» TEXT SHOWN
»»

Now here's the other intriguing part: The show's opening act has yet to be selected, and Butts-Spirito wants to know what local colleges have for game.

It's fitting that a show dedicated to exposing underground hip-hop comes with its own talent search. Butts-Spirito is asking college artists to submit their music via TikTok and Instagram by tagging either Butts-Spirito, North Ave Jax or SSGKobe at @itslovekelly, @northavejax or @ssgkobe, respectively. Contestants should also add "I am submitting to the Love, Kelly concert" on their posts. Any aspiring MCs who want to kick off the Higher Ground show have until March 21 to throw their hat in the ring. The winner will be chosen by that most 21st century of ways: the will of the online masses.

Butts-Spirito himself will handle host duties for the evening and said he can't wait to showcase the young faces of Vermont hip-hop.

"This show is really a one of a kind event," he wrote.


Let the seriously-what-the-fuck-is-going-on-down-in-Brattleboro mystique continue! The southern Vermont city, launching pad for killer bands over the years such as King Tuff and Barishi, has another feather in its cap with the continued ascent of Thus Love. The post-punk trio recently signed with indie label Captured Tracks, earning it a shout in Rolling Stone a few weeks ago. Though we'll have to wait until the fall for a full-length debut, the band has released a video for its first single, "Inamorato." Landing somewhere between Bauhaus and Sonic Youth, the song is "a tale of refusing to give into dark thoughts, even when facing the grimmest of circumstances," writes the label.

««

» TASK GOAL
In the music column above, what is the deadline for aspiring MCs to submit their music to open the Higher Ground show?

» DATA

»»

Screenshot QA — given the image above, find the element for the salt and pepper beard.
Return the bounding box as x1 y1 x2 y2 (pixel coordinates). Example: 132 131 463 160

««

» COMPLETE ANSWER
March 21